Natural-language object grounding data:
◇ ◇ ◇ ◇
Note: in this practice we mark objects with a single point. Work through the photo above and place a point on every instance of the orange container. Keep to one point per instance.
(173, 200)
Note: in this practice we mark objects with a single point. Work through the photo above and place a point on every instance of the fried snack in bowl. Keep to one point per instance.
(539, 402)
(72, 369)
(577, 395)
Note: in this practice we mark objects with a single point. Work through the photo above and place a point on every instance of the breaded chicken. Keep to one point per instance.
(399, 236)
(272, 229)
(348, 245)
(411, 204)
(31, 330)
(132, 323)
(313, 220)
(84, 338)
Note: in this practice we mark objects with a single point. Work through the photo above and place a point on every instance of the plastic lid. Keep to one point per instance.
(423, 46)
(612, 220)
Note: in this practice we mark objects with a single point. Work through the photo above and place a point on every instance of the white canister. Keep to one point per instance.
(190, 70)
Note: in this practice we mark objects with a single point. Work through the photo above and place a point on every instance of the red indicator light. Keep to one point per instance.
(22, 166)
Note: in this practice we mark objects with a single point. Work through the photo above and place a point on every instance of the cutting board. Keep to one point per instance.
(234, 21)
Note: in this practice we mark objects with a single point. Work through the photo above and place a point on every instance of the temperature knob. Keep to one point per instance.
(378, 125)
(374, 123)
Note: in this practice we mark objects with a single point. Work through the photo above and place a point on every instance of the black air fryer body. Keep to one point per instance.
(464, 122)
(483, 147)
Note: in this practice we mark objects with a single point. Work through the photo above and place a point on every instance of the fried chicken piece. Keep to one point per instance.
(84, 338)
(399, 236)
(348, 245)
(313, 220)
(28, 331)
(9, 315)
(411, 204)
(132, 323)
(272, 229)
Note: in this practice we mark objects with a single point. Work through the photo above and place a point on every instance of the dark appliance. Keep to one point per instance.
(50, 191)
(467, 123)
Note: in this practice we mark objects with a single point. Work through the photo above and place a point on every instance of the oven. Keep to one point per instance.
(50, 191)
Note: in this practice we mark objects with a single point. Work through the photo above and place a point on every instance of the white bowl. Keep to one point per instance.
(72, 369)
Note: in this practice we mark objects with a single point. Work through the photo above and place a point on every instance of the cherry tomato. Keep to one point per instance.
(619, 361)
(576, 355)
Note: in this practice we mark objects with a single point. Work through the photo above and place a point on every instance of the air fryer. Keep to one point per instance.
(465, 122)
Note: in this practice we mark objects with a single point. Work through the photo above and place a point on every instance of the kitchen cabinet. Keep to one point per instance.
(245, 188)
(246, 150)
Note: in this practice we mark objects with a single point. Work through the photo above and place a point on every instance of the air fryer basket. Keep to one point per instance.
◇ ◇ ◇ ◇
> _Task statement_
Print the records above exactly as they appear.

> _Result of the task_
Note: in this practice we mark objects with a single point. Work through the photo above and place a point on every instance of the orange container. Keep to one point per instance.
(173, 200)
Note: in this practice we mark objects with a single point. Work through the photo above and place a point on every instance of the fried snack in bowl. Keep to one point per instance.
(539, 402)
(72, 369)
(577, 395)
Note: in this practice we mark objects with a single point. Work through the photo above and place a point on every instance of the breaded chicken. Keep to one point per instance.
(399, 236)
(272, 229)
(348, 245)
(411, 204)
(31, 330)
(132, 323)
(313, 220)
(84, 338)
Note: in this practice we mark objects with a single point. Work through the photo above and place a point on every instance of the plastic lid. Keep to one point per instance.
(423, 46)
(612, 220)
Note: in this practice we mark objects with a single point. Work through the photo above and place a point on every instance of the white canister. Keep to one point per instance.
(190, 70)
Note: in this practice we mark objects with a single point. Work through the photo above and place a point on every instance of the red indicator light. Keep to one point per instance.
(22, 166)
Note: in this practice we mark objects with a single point. Work through the photo above and place a point on every instance of the cutting board. Keep to one point per instance.
(234, 21)
Note: in this practice we mark objects with a single point. Work through the photo above and place a point on every instance of the temperature knob. Keep to one point per instance.
(378, 125)
(374, 123)
Note: in this practice we mark objects with a single point. Work through the photo above and place a point on every instance of the black air fryer body. Keep to one point per instance.
(464, 122)
(483, 147)
Note: in this practice we mark objects with a single point. Work through the photo above and place a point on every instance of the fried chicken piece. Keep to one point per instance.
(84, 338)
(399, 236)
(348, 245)
(313, 220)
(28, 331)
(9, 315)
(411, 204)
(132, 323)
(272, 229)
Note: in this practice we mark objects with a single point. Work through the photo above and place a point on every instance of the dark appliance. Keep to one point per instance.
(50, 191)
(467, 123)
Note: in this practice we mark objects with a single point. Work through the photo above and place a point on every instance of the oven. Keep to one point per instance.
(50, 191)
Note: in this practice we mark objects with a single point. Work through the photo above and place a point on every instance of the white bowl. Keep to one point per instance.
(72, 369)
Note: in this practice we mark objects with a single point. Work through the photo above and place a point on every instance of the cherry tomato. Keep to one point per instance.
(619, 361)
(576, 355)
Note: in this practice we mark objects with a single point. Work through the photo above and place a point on every instance of the air fryer. Keep to one point per instance.
(465, 122)
Note: in this practice we mark objects with a single point. Work through the photo above and place a point on every instance of the kitchen cabinet. Keep to one point per instance.
(245, 188)
(246, 150)
Note: in this practice we mark objects with a single point. Work through the photo above and place a point on every instance of the air fryer basket. Keep to one point per instance.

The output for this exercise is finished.